Available records

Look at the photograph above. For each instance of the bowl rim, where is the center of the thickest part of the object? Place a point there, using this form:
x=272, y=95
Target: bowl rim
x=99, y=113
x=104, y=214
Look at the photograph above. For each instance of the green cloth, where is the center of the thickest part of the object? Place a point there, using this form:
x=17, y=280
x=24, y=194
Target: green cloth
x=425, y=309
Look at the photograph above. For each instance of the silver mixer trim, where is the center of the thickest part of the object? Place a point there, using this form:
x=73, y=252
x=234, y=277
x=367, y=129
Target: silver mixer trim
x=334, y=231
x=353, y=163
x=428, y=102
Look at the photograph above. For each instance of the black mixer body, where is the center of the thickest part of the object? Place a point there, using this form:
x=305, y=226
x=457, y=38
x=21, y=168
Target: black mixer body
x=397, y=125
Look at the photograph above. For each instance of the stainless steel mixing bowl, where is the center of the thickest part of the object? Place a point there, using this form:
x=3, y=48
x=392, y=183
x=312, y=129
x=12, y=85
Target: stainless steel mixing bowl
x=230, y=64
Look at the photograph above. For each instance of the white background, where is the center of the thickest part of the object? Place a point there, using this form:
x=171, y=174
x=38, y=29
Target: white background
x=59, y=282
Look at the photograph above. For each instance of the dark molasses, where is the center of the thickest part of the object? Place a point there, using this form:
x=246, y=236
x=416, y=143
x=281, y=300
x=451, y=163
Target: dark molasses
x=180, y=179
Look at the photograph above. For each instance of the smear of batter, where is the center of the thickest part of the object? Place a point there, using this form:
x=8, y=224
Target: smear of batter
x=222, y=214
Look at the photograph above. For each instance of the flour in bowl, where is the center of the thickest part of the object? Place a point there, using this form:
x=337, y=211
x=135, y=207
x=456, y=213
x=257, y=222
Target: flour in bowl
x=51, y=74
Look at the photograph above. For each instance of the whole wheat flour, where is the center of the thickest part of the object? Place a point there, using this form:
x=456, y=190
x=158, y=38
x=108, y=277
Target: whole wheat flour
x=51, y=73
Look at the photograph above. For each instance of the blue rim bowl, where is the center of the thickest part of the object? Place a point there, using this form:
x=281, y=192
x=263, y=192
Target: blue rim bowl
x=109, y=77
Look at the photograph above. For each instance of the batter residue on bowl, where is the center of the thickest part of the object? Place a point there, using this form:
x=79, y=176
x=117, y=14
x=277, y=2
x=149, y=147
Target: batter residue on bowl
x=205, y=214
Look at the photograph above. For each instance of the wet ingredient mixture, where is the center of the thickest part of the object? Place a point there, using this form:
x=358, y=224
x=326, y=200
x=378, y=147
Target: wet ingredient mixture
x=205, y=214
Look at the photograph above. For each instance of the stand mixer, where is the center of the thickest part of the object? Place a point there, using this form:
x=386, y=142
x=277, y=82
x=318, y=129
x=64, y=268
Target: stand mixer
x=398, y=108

Problem statement
The line with "Look at the photograph above. For each instance of the dark" marks the end; reproduce exactly every line from the start of the entries up to it, that line included.

Exercise response
Look at the photograph above. For each instance of the bowl rim, where is the center of the thickest part of the object? Place a point there, using this form:
x=272, y=95
Target: bowl rim
x=99, y=113
x=104, y=214
Look at the photograph above. For each instance of the green cloth, where is the center of the thickest part of the object? Place a point there, using this form:
x=17, y=280
x=24, y=194
Target: green cloth
x=425, y=309
Look at the photograph above. For each instance of the silver mixer trim, where is the center of the thickest part of the object? Place a point there, using this form:
x=73, y=252
x=234, y=277
x=367, y=129
Target: silver mixer trim
x=334, y=231
x=353, y=163
x=428, y=102
Look at the photograph above. For each instance of the black mixer body, where is the center of the thickest part of the object? Place a point there, using this form:
x=305, y=226
x=457, y=38
x=21, y=168
Target: black mixer body
x=397, y=125
Look at the photograph above. For each instance of the stainless steel mixing bowl, where is the center of the thickest part of the object? Place a point there, using this form:
x=3, y=48
x=392, y=183
x=312, y=129
x=12, y=85
Target: stainless steel mixing bowl
x=230, y=64
Look at the photograph above. For each instance of the white background, where is the center of the thickest part of the object? Place a point there, using this form:
x=171, y=174
x=38, y=29
Target: white background
x=59, y=282
Look at the photograph above. For each instance of the dark molasses, where is the center of the thickest part of the object? Place a point there, using this form:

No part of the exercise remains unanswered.